:: Listing ::
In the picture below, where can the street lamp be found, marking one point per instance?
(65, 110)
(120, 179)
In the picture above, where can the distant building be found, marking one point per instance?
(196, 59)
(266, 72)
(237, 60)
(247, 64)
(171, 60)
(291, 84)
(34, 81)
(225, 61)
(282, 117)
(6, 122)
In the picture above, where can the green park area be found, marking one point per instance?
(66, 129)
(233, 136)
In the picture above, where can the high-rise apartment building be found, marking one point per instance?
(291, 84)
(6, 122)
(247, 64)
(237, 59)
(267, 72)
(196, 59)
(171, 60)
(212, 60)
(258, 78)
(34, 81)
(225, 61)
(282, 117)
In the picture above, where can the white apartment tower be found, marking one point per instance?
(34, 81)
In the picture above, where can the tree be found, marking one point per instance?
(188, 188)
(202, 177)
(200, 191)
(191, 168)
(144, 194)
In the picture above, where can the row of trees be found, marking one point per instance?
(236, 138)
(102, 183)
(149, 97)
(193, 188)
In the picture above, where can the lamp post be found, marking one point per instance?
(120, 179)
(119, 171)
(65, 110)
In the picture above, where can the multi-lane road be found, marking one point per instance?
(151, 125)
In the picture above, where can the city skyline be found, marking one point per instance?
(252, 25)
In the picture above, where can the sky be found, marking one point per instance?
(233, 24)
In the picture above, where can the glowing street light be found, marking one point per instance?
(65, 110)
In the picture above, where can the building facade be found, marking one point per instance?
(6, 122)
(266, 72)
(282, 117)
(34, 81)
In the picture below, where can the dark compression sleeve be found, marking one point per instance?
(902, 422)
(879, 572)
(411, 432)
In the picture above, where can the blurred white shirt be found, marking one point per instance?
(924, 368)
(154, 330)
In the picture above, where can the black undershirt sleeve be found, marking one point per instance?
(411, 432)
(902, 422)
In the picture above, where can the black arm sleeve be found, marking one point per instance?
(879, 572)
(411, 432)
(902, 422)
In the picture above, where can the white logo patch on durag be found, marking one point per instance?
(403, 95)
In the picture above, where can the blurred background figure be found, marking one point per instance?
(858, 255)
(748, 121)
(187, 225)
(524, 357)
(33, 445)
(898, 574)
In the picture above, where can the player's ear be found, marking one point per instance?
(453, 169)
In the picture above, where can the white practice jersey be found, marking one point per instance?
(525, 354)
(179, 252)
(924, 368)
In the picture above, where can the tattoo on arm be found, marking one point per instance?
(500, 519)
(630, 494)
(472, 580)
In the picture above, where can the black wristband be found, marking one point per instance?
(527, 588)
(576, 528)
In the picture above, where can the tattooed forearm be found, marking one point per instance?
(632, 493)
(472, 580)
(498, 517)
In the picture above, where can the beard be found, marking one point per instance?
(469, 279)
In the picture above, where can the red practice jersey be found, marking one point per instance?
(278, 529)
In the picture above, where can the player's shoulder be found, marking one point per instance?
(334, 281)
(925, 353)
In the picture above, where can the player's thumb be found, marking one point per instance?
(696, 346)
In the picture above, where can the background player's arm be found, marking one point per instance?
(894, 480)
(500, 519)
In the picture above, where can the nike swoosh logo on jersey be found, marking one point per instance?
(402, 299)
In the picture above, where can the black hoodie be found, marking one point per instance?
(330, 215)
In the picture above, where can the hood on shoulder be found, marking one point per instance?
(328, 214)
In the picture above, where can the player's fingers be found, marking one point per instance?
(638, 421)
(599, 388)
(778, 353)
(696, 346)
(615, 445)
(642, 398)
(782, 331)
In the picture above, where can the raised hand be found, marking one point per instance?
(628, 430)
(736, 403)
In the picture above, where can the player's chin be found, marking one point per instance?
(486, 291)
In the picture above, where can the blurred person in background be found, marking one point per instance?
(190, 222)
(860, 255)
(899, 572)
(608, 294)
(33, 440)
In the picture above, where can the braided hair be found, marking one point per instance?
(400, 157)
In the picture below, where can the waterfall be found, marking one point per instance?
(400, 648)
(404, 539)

:: What to do ::
Render everything from the line containing "In the picture above, where can the background" down to the end of the records as a numbered list, leaving out any blank lines.

:: Expected answer ::
1. In the picture above, where can the background player's arm be found, marking one point per instance?
2. (894, 480)
3. (500, 519)
4. In the picture above, where can the nike swoosh logo on jersey be found, marking one point per instance?
5. (402, 299)
6. In the picture above, where can the black hoodie be found, marking one point per instance?
7. (330, 215)
8. In the picture above, where can the hood on shoulder be found, marking one point per instance?
9. (328, 214)
10. In the picture above, where can the player's fingers be found, marking one point per instance?
11. (638, 421)
12. (599, 388)
13. (778, 353)
14. (696, 346)
15. (615, 445)
16. (642, 398)
17. (782, 331)
18. In the picture above, where can the raised hand be found, marking one point per instance?
19. (628, 430)
20. (736, 403)
21. In the picture above, where can the player's chin be found, marking one point per instance?
22. (486, 291)
23. In the picture above, where can the blurred person in background be found, marking one point per instance?
24. (190, 222)
25. (860, 255)
26. (899, 572)
27. (608, 294)
28. (33, 440)
29. In the picture above, where can the braided hair be found, marking one point per instance?
30. (400, 157)
31. In the picture below, where can the waterfall be found, marking one point per instance?
32. (400, 648)
33. (404, 539)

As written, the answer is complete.